-- Begin Data --
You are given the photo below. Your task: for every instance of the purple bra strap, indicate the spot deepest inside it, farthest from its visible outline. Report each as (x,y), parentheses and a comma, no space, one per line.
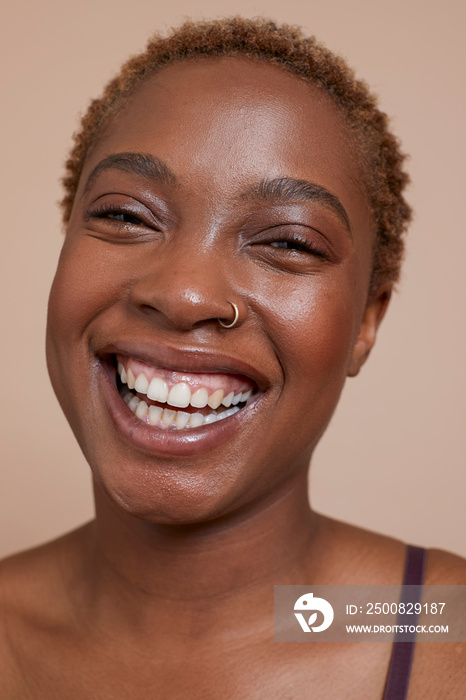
(399,670)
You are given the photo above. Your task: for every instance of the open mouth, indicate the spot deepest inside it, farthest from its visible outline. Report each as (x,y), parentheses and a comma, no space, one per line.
(177,400)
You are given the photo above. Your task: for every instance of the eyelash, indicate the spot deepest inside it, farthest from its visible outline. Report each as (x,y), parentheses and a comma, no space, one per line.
(292,242)
(298,244)
(107,211)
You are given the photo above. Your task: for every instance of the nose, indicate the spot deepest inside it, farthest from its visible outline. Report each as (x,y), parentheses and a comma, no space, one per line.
(187,286)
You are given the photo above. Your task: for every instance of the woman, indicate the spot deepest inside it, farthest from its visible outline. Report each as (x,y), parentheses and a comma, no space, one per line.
(234,220)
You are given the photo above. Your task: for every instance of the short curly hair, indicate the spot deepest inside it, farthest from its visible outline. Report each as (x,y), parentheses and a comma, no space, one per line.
(377,149)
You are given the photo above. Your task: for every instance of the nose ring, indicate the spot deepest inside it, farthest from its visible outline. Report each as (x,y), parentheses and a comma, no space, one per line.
(235,319)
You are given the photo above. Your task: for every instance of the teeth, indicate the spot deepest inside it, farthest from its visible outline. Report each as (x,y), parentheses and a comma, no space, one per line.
(133,403)
(155,413)
(199,398)
(182,418)
(122,373)
(180,395)
(158,390)
(228,399)
(130,379)
(141,384)
(141,410)
(211,418)
(168,417)
(216,398)
(196,420)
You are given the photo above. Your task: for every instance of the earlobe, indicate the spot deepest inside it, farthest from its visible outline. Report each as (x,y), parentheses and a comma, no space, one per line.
(373,315)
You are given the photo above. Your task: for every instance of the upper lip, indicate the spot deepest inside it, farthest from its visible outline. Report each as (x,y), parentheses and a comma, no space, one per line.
(188,359)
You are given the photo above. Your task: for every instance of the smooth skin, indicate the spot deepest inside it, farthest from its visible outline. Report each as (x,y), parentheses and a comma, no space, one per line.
(168,593)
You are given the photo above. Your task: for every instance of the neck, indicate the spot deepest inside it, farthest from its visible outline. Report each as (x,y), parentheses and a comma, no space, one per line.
(140,569)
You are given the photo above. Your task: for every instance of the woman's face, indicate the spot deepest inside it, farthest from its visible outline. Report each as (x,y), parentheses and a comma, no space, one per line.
(238,184)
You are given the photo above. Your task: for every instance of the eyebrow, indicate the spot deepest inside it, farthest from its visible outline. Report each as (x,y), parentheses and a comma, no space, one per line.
(289,190)
(282,189)
(143,164)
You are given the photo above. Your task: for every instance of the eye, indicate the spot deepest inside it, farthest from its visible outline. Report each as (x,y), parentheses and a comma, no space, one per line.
(294,245)
(117,214)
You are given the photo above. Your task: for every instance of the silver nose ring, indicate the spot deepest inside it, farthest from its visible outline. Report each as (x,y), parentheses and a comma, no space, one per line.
(235,319)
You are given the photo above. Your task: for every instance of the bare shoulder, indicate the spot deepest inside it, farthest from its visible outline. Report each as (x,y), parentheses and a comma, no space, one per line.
(439,668)
(445,569)
(33,606)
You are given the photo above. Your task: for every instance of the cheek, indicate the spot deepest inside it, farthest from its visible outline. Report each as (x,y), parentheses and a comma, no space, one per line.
(81,289)
(313,328)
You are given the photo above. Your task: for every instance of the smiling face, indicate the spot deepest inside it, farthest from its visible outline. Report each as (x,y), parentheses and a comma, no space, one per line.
(221,181)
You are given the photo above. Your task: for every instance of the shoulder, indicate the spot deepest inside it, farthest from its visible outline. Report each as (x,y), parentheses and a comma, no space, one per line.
(439,668)
(444,569)
(34,607)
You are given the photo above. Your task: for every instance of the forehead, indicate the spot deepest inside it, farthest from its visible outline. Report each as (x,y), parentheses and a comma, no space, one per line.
(226,122)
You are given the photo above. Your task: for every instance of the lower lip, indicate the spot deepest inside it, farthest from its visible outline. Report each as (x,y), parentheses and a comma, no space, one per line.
(158,441)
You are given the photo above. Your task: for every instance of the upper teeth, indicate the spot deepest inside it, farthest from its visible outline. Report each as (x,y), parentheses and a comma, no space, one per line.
(180,395)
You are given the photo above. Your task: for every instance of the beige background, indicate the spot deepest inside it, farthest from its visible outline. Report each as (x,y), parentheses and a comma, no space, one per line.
(393,458)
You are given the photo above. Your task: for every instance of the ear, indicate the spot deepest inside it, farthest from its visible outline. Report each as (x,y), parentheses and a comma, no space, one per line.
(373,315)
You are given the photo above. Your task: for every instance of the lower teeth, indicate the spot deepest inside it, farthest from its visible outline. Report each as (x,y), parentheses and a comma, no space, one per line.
(168,418)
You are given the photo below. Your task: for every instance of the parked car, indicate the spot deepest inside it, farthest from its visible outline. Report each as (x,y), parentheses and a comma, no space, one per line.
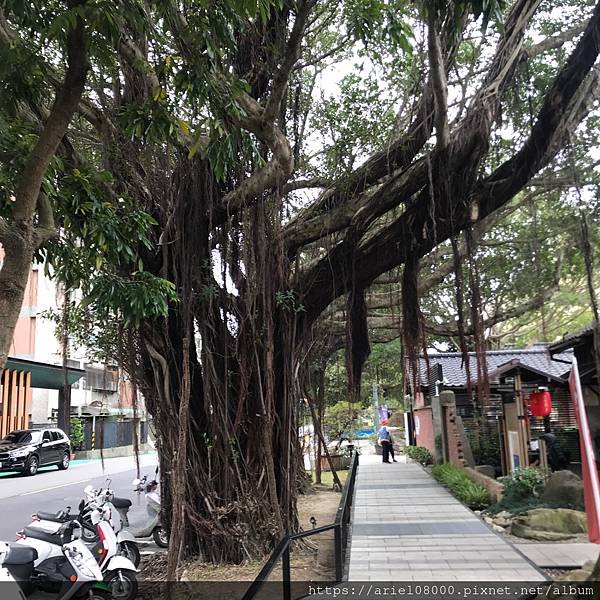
(27,450)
-- End Data --
- _Aim of the task_:
Transcribe each entry above exactly, apart from the pictures.

- _Exercise solution_:
You are given the photo below. Your task: for every instance of the purple bra strap, indicate the spot deepest inside it, farthest from its visible outline. Report each as (x,y), parentheses and a comma, no space, one per line.
(399,670)
You are given the photo above. Your task: for every instance of the open mouth, indicate the spot deepest inside it, farthest from its visible outline. Report each as (x,y), parentheses and a comma, no space, one per line.
(177,400)
You are given the photo above. Your task: for every instance of the eyelash, indicate the spot deepest inside it, farthest from its visible outline. Report each as (x,y), parentheses and a comma, no space, one per line.
(292,242)
(298,244)
(107,211)
You are given the photo above. Your task: for every instance of the nose, indicate the spot deepest inside it, farthest from its visible outline. Report each as (x,y), parentheses and a comma, no space, one per line.
(187,286)
You are given the photo above. Your task: for every instance of the woman, indicate the spot deepest inside it, farthest from its visible outline. Report each as (x,y), parentheses and a comma, no space, one per line.
(234,220)
You are given the photo above. Your task: for every instance of the short curly hair, indicate the spot deepest inside it, farthest from its visible outline. Report each as (x,y), parentheses and a comma, no space, one per line.
(377,149)
You are given the photo above. Your task: for every instance of the nose ring, indicate the spot deepest inside it, farthest from its visible outline. Report each as (x,y), parentheses and a comma, no space, one per line.
(235,319)
You are given the photo above. Your task: for every instance of the teeth, indicate the spot deepest inside it, farthest from its visible outline. Report each as (x,y), parentheses and a comma, no space, one per line.
(133,403)
(155,413)
(199,398)
(182,418)
(122,373)
(180,395)
(158,390)
(228,399)
(130,379)
(141,384)
(141,410)
(211,418)
(168,417)
(216,398)
(196,420)
You are given the photo above. Your task: for every instance of the earlobe, indicate the spot deepest inside it, farthest from its visible outline. Report each as (x,y), parentheses and a comma, no space, one per line.
(373,315)
You are given the photo above. Your task: for every instance of the upper lip, indicate the spot deepest inside it, farthest from its visible outline. Report each as (x,y), parentheses and a comma, no space, one per line.
(188,359)
You are given the photo above. Your task: for every instance of the smooth skin, indicate the spot deepest inside it, farthest from its visible outline. Report each as (x,y), parentheses and a comma, no space, one per line.
(168,593)
You are given the photo above. Your task: for every instance of the neck, indicate the spot deepest inside it, farthest from its visible outline. Report each as (x,y), parentheses and a comma, no space, one per line.
(140,569)
You are given the photo above. Your task: for every instance of the woman's face, indicate the spot deepest inside it, farthest from its visible outline. Report each as (x,y), parentheses and a comma, no space, one per line.
(238,184)
You are given the photo above. Your task: for every instance of the eyebrow, indicate the spot deepest inside it, farthest from its visible outline. Report each as (x,y), parentheses and a comma, no space, one per line.
(289,190)
(282,189)
(143,164)
You are given the photo above. Your task: for every instance of the eye, indicate the spot deepest inside it, farthest from its visible outline. Report each as (x,y), parentheses and a comma, no space, one per line.
(294,245)
(117,214)
You are given the photo above. Your task: for every instance of the silver nose ring, indicate the spot deepest inside it, farthest from its visible outline. Report each as (x,y), parentheses and a comma, no space, one per line.
(235,319)
You are given the photo above. Your task: for every instance of the bare shoulder, indicate the spot deepest inside it, farthest from its visible outline. Report each as (x,y), parentheses and a comma, no space, one per line.
(439,668)
(445,569)
(33,606)
You are given the photo above. Your task: for every instance of the cheek, indicate the spot deepest inside it, farthest from its visible outline. Report each as (x,y), parentheses and a comma, no space, one per line.
(81,289)
(313,328)
You are given the photo above. Your task: for every instance of the smiling face, indicate the spot deepest inside it, farthest from its visible outline. Report each as (x,y), parentheses and a comma, no space, one per line.
(221,181)
You are given the photo above. Your task: for every instance of the shoulder, indicate the spot deepest inside it, farthest from its visible outline. Report each as (x,y), parentheses and a comma, no space, one per line.
(439,668)
(444,569)
(34,607)
You are given the photo above. Your task: for every instance of the forehead, indicate the spot deepest inside it, farthest from its visible outline. Report each as (x,y), parentheses and a comma, no space, one per line.
(226,122)
You are given the photo above. Your task: for every instance of the lower lip, indicate the spot deepest inside it, farthest from its visible outline. Report each as (x,y), parentheses and a comma, no space, one per line.
(158,441)
You are given the photo above. Your task: for every instance of the upper teeth, indicate the spot deepest inside it, farthest from its visible outline. Report each as (x,y), parentheses and a comma, no space, one per line.
(180,395)
You are given the photo above. Your task: for every instance of the beige background, indicate the spot deepest inside it, farthest from its visible outline. Report each as (x,y), parentheses and a comma, no space, one per line.
(393,458)
You are given the photo above. Your task: for every instance of the ear, indicate the spot deepest inside it, farthest from its visible outline. Report each as (x,y), parentheses and a comma, no space, one per line.
(373,315)
You are given the photo above. Your task: for every instance of the lower teeth, indicate the spot deepest inside it, farthest from its visible outline. Report each as (x,y), parentheses and a comma, no space, one per line.
(168,418)
You are given the photo below. Your task: for every instance of the parked car, indicate the spot deepest inside it, farthest from its visible outline. Report each as (x,y), parentheses and a comma, no space, one per line.
(27,450)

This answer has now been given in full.